## start

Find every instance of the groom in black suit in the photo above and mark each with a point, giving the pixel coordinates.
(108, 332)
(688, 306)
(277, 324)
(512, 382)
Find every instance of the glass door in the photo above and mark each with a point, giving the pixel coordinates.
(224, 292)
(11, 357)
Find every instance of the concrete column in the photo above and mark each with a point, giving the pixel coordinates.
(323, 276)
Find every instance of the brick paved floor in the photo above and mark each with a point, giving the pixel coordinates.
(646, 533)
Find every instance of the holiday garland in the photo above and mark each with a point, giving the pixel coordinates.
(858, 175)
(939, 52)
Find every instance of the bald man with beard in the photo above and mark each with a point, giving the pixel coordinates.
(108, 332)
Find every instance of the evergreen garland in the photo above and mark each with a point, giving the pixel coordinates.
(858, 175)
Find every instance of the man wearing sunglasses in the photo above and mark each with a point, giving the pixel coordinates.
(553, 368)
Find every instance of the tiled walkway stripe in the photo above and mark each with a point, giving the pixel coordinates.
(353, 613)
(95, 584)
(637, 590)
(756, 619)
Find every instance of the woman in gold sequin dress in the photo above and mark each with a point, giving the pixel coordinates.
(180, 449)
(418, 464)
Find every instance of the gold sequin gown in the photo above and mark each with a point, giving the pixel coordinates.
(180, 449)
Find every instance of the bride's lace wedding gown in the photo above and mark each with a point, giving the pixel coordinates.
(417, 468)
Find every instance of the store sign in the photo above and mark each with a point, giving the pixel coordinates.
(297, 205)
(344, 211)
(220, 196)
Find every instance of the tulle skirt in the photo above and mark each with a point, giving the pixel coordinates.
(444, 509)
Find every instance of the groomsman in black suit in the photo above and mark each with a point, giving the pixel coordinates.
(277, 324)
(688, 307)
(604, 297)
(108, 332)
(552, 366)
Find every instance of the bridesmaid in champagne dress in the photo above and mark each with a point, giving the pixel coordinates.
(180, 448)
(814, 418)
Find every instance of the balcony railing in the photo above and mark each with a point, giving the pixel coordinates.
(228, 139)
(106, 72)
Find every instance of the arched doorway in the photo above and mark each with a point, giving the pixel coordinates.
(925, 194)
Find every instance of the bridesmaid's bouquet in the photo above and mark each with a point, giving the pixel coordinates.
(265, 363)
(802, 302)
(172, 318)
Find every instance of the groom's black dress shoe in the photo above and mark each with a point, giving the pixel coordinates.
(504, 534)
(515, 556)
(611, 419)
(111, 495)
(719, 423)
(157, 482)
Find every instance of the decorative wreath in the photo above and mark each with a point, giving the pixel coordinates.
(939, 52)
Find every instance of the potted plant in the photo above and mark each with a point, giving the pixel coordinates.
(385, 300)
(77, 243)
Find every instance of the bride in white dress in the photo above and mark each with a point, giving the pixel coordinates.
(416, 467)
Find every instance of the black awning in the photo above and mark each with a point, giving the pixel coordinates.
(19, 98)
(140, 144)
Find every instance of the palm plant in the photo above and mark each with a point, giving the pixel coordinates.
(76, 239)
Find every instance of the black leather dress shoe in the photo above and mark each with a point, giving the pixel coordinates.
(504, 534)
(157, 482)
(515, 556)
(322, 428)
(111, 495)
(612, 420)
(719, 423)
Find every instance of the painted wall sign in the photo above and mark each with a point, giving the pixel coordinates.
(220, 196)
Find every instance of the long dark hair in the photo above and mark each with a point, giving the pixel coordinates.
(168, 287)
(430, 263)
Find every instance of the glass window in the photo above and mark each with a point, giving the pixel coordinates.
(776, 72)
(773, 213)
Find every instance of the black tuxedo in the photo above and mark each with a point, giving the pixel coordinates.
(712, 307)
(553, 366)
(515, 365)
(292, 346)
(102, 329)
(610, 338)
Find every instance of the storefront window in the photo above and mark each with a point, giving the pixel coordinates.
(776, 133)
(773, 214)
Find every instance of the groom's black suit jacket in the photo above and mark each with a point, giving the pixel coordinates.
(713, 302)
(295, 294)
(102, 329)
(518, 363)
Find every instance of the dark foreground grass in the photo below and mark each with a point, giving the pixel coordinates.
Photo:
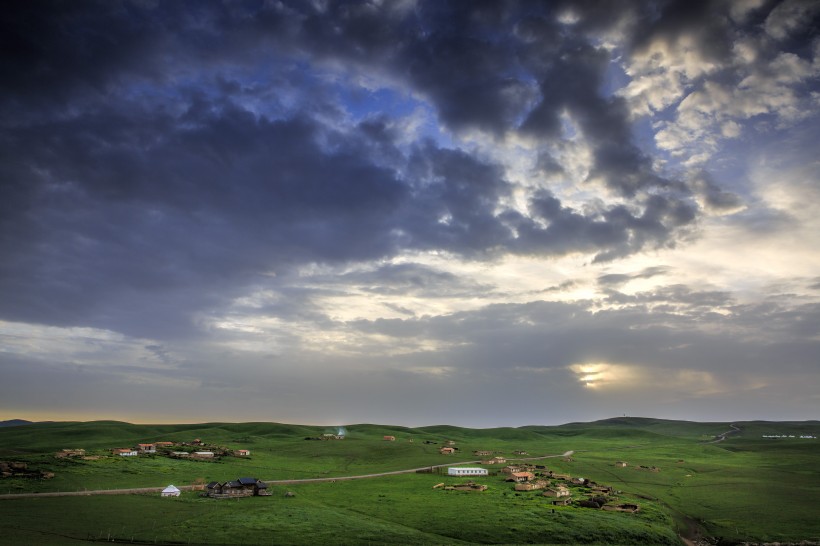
(391, 510)
(746, 488)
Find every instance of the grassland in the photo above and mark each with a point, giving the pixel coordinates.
(731, 490)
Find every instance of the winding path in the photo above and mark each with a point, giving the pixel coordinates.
(722, 436)
(139, 490)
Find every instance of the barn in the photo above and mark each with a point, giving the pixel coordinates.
(170, 491)
(466, 471)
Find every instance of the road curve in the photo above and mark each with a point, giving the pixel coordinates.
(139, 490)
(722, 436)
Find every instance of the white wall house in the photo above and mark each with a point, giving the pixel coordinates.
(170, 491)
(466, 471)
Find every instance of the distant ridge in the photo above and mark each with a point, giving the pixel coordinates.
(15, 423)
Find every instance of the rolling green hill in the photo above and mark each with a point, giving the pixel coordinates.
(681, 480)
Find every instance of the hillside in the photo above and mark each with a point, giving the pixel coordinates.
(683, 481)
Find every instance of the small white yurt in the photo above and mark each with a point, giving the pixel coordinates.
(170, 491)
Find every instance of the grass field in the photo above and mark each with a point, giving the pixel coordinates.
(732, 489)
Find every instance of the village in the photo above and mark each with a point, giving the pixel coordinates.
(517, 473)
(535, 477)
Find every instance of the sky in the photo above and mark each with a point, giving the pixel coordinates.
(409, 212)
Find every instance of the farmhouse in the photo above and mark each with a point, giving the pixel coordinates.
(170, 491)
(466, 471)
(494, 460)
(469, 486)
(521, 477)
(70, 453)
(510, 469)
(559, 491)
(531, 486)
(240, 487)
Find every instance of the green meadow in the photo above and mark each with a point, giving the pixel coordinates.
(745, 488)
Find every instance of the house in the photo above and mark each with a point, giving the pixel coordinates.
(170, 491)
(147, 448)
(510, 469)
(559, 491)
(70, 453)
(494, 460)
(521, 477)
(530, 486)
(466, 471)
(240, 487)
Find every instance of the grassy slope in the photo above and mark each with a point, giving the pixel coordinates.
(732, 487)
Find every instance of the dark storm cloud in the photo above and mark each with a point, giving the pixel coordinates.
(687, 329)
(158, 158)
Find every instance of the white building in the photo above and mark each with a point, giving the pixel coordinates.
(170, 491)
(466, 471)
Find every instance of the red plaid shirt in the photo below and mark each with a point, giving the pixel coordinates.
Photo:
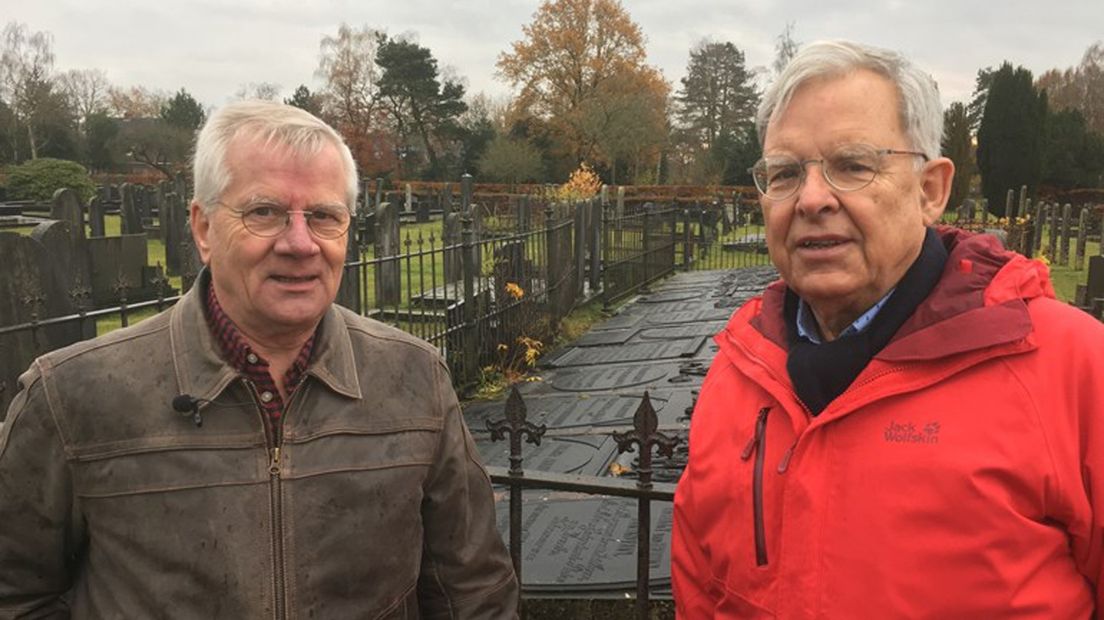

## end

* Set task:
Scale the items from the line with "Find every instance of the green" through the end of the items by rewriting every line in that span. Keep each line that is not a coordinate pair unchanged, multiply each pixel coordinate by 2.6 and round it to a whole number (halves up), and leave the pictures out.

* Output of the task:
Find every instance of the green meadow in the photo above and mark each with a point, giving the pixel coordinates.
(1937, 1269)
Find every instance of the house in the photo above and mark each with a point, giving the pixel coordinates.
(442, 1277)
(382, 1165)
(1326, 1219)
(1453, 1277)
(182, 1178)
(1284, 1196)
(1355, 1240)
(1378, 1264)
(1212, 1225)
(624, 1266)
Find every instance of the grassy slope in the photo above and mark each with a point, giving the pixel coordinates.
(1903, 1266)
Find every instance of the dark storm cloud in the photo above and mark each with a point, giving the pixel coordinates.
(1786, 855)
(411, 411)
Find every instance of the white building in the photo above and mark each with a point, giving the pixel coordinates.
(442, 1277)
(1212, 1225)
Find every instance of the red plaid shirt in the photo below and mark each with a point, giving the pixel coordinates.
Photo:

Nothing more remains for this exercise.